Gather every line from the entries below that contains the word "hand". Case counts.

§ SUPPLIED DATA:
※ ※ ※
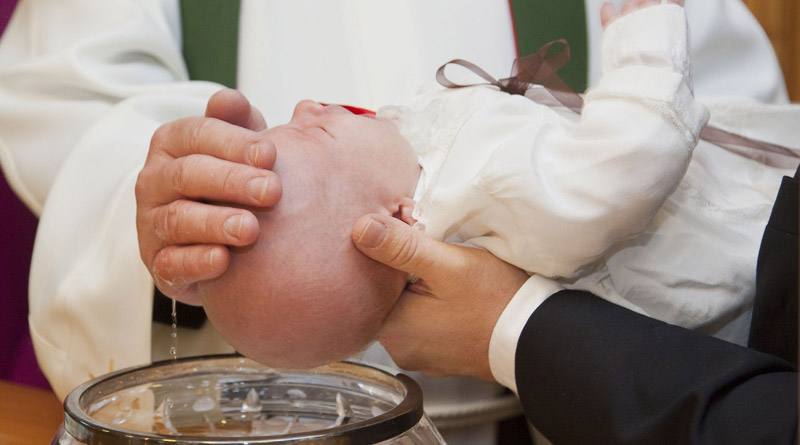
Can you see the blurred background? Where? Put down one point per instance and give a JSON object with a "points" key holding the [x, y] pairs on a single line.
※ ※ ※
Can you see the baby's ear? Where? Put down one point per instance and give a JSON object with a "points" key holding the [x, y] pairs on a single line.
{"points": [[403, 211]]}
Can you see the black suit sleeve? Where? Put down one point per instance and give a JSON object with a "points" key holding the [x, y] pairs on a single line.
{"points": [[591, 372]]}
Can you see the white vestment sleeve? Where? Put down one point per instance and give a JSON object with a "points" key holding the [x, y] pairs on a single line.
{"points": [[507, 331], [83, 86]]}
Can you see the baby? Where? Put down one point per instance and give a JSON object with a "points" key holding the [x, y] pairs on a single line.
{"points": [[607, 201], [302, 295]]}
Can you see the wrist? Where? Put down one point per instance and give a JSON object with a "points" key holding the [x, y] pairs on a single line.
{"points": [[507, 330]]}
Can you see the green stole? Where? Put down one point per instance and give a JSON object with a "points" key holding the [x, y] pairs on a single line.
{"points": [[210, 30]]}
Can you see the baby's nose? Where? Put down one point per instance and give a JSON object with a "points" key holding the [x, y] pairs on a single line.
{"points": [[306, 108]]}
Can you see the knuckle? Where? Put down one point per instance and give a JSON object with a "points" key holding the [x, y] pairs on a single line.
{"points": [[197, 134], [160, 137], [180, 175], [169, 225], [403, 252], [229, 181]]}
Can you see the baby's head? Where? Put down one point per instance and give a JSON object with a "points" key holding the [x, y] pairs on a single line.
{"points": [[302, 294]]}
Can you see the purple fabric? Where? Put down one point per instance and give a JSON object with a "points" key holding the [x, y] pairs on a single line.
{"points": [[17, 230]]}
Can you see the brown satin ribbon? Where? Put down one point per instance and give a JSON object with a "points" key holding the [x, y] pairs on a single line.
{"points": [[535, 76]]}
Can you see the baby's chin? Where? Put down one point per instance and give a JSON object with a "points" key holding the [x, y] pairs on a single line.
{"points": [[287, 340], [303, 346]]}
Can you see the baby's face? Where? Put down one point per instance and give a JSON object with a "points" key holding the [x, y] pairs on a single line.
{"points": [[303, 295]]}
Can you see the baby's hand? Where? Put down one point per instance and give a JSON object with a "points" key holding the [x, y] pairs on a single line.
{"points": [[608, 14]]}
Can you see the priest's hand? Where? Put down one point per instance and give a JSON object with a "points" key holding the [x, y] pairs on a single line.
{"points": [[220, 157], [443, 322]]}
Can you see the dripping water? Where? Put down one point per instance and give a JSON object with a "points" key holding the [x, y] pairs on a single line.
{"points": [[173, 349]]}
※ ※ ※
§ WORKED ANSWER:
Can you see the baby's hand? Where? Put down one point per instance and give a JSON object with a "points" key holding the [x, y] pairs on a single line.
Can you see the priest's hand? Where? Put down one point per instance and give a JSON object with a "points" key holding the [x, y] pairs on a single line.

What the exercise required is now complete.